Which rows below contain the string "child"? Copy each one in full. Case counts, so only matches with the same capitalization qualify.

◆ ◆ ◆ ◆ ◆

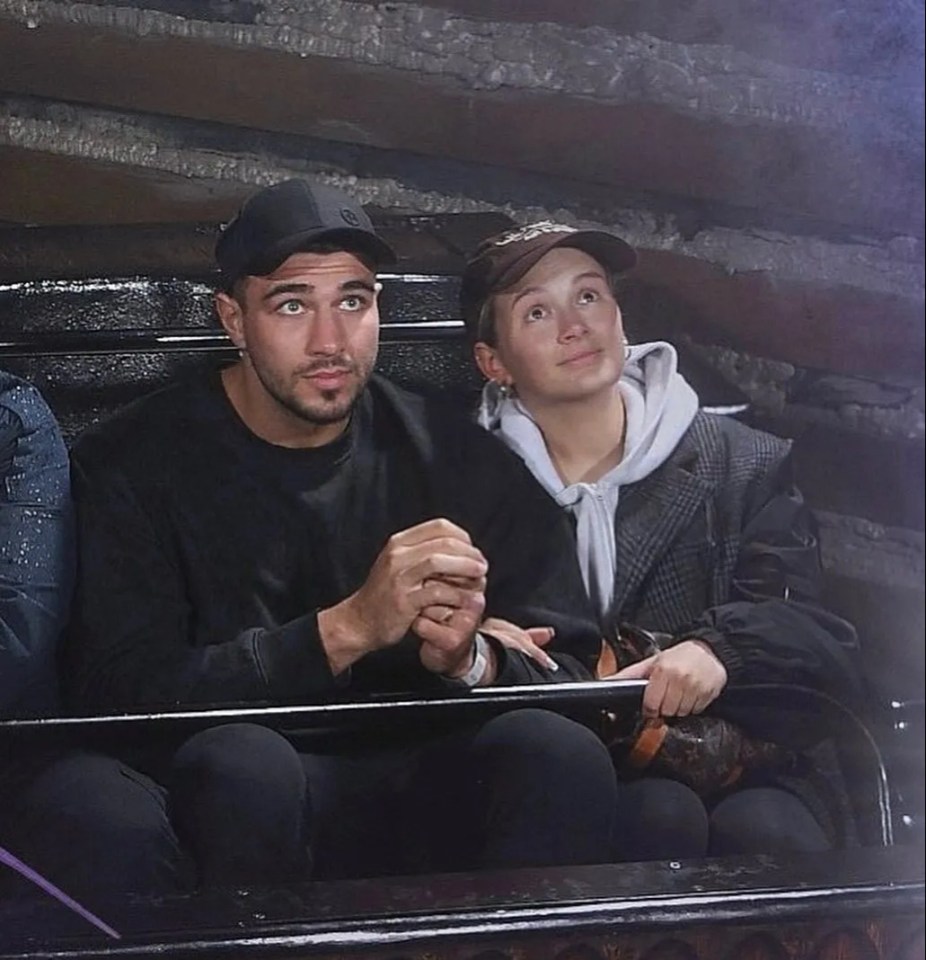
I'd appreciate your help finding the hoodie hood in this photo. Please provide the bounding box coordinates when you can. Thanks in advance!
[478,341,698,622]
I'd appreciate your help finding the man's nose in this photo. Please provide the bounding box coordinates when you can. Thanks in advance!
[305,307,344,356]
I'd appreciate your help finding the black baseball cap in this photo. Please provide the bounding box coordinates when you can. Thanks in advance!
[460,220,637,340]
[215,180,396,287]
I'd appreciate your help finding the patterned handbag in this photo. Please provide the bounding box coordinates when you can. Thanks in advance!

◆ ◆ ◆ ◆ ◆

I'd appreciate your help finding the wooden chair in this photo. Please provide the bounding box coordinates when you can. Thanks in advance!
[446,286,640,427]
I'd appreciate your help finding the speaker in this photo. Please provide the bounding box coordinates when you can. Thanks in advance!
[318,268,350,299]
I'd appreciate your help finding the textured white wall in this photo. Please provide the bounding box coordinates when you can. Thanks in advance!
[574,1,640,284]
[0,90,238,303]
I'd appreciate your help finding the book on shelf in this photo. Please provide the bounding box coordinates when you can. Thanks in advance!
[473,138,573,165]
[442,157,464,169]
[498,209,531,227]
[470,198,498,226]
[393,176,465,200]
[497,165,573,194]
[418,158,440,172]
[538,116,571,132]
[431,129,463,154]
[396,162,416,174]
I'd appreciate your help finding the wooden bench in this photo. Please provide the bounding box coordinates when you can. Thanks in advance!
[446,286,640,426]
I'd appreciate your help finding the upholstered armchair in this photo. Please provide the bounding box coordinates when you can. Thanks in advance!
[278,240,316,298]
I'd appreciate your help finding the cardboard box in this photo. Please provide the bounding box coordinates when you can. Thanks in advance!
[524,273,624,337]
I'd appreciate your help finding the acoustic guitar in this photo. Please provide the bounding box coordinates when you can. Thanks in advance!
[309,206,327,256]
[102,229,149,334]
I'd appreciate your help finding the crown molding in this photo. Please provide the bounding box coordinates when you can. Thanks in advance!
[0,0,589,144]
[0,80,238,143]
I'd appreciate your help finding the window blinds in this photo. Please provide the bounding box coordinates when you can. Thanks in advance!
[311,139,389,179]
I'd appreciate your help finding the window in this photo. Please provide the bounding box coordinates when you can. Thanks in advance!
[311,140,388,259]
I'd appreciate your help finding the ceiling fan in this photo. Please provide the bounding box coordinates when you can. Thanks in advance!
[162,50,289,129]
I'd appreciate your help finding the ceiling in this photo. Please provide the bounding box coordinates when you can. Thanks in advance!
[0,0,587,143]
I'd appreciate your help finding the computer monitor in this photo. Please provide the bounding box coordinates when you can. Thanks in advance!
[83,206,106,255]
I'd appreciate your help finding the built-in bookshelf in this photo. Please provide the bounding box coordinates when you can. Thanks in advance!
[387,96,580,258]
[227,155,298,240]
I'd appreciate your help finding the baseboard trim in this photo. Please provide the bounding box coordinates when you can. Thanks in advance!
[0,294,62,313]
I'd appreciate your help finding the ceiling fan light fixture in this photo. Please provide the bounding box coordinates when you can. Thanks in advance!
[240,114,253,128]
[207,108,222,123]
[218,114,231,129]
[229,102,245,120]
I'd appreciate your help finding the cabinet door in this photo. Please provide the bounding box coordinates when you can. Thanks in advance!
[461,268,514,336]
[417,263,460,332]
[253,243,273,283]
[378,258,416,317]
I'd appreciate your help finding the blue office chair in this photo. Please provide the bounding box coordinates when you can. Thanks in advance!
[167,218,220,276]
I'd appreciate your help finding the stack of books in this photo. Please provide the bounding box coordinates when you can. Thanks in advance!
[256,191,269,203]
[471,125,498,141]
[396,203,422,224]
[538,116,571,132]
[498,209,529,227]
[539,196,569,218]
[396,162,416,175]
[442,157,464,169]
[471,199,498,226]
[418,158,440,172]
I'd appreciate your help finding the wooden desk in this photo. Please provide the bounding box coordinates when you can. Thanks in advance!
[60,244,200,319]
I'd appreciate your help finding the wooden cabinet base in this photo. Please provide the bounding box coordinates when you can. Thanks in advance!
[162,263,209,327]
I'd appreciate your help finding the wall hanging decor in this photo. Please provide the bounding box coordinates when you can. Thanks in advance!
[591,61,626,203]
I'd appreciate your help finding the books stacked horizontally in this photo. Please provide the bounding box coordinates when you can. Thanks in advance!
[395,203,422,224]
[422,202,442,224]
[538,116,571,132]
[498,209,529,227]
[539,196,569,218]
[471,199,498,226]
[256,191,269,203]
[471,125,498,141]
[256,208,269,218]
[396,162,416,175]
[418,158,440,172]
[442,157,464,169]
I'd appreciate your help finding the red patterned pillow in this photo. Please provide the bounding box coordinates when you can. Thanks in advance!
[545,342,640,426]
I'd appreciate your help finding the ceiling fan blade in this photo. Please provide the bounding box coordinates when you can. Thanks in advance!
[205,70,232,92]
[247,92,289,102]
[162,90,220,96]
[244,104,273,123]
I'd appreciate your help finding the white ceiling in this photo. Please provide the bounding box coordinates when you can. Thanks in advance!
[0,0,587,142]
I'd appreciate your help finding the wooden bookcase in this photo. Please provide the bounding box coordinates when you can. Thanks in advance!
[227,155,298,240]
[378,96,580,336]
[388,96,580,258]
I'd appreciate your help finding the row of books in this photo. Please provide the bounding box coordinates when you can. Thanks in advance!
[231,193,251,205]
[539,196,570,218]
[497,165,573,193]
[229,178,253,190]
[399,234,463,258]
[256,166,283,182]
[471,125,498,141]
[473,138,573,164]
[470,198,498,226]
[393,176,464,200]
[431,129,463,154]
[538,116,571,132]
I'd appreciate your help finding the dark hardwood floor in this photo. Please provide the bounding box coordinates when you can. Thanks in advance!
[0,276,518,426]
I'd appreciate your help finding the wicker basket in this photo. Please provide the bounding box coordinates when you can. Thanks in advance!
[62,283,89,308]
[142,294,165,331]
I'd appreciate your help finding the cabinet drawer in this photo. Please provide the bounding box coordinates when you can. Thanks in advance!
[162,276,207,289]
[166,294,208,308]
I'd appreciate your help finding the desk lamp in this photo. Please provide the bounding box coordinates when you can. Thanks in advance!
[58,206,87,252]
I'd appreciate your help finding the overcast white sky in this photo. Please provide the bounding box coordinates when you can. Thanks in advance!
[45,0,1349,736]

◆ ◆ ◆ ◆ ◆

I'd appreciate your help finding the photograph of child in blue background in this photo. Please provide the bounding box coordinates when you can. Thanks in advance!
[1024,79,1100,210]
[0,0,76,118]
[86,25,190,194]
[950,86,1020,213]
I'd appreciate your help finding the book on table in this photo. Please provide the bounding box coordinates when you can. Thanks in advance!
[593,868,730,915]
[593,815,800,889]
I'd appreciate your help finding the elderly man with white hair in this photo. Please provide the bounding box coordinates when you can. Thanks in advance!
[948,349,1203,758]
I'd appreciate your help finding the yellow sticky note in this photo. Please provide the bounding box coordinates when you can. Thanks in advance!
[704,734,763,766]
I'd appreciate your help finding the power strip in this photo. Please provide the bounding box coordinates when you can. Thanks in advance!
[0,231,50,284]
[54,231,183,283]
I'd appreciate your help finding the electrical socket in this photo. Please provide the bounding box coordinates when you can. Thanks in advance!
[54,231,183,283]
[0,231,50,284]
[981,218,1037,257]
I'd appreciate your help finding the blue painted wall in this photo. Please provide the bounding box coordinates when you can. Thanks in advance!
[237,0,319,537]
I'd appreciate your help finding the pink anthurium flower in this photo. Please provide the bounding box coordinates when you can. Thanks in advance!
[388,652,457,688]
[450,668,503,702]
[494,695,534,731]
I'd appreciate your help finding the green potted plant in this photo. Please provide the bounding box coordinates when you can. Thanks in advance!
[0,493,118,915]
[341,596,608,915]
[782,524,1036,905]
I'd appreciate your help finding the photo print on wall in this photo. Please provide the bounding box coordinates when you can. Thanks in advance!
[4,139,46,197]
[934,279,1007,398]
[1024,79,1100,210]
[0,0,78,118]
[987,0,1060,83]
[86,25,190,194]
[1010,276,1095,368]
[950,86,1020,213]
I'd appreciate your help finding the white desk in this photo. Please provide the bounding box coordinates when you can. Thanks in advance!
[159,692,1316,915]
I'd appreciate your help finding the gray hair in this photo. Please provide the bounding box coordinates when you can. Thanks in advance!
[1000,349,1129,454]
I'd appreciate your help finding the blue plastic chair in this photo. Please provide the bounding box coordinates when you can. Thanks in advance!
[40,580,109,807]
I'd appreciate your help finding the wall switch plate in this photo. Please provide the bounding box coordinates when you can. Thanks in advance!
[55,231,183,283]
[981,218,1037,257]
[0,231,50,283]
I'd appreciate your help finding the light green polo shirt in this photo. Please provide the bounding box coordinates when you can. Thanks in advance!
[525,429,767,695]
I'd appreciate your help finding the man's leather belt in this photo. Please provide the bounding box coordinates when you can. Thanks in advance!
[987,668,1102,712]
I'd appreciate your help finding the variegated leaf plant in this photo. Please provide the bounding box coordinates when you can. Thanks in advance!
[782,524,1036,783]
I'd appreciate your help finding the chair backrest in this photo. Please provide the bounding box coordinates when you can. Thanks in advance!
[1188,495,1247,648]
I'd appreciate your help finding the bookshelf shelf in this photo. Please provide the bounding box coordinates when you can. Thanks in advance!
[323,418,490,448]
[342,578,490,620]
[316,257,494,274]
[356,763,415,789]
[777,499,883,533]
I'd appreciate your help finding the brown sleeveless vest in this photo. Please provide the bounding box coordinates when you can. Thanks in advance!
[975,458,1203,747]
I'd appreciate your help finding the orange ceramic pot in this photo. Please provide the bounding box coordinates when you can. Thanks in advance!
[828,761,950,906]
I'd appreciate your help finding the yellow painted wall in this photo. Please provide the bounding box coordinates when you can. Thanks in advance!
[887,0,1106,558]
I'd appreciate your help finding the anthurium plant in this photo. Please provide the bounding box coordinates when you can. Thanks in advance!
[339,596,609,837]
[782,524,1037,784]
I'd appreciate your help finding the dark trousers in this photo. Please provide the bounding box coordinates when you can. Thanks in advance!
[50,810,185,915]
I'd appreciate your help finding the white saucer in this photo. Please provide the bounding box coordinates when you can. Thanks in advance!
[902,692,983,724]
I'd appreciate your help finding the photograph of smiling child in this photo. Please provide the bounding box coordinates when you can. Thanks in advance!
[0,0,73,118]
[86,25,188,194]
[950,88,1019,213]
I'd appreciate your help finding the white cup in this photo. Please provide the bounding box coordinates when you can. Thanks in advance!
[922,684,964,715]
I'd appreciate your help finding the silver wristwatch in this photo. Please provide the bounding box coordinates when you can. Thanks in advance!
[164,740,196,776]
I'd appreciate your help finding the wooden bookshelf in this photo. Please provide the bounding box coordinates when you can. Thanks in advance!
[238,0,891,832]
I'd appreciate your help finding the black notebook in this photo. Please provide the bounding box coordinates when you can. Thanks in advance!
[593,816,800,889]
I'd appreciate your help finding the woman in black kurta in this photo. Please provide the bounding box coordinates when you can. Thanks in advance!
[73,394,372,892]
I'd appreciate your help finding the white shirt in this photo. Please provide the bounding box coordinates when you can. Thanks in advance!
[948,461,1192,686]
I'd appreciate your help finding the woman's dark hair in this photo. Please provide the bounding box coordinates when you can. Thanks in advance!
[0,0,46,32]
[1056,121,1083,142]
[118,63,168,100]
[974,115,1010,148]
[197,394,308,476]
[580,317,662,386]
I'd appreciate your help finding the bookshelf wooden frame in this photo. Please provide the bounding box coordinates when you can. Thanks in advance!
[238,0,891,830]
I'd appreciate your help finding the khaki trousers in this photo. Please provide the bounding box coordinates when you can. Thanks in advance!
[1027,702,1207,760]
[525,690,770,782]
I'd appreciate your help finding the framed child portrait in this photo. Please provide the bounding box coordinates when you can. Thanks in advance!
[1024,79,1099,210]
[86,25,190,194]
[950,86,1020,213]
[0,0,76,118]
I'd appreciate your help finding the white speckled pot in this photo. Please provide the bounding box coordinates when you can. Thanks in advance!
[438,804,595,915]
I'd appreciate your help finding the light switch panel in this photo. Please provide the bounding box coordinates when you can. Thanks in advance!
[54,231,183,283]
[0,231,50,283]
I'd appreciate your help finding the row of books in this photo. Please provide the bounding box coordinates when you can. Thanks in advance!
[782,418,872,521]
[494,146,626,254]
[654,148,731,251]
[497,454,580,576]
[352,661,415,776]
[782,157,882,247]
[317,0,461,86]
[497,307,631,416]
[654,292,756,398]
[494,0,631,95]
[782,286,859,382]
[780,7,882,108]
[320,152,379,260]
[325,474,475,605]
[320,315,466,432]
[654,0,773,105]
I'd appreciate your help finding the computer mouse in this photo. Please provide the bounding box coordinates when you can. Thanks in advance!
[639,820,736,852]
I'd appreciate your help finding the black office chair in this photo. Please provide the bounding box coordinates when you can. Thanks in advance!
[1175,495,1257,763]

◆ ◆ ◆ ◆ ◆

** The completed task **
I'd appreciate your help finding the photograph of child in blue background in this photo. Please provide the bounding box coordinates when you can. Thanks in advance!
I'd appreciate your help finding the photograph of smiling child in this photo. Please provide the bounding box coordinates when you can. Thanks in advance!
I'd appreciate your help finding the framed child portrait in this photo. Please provide the bounding box coordinates when you can. Thanks in advance!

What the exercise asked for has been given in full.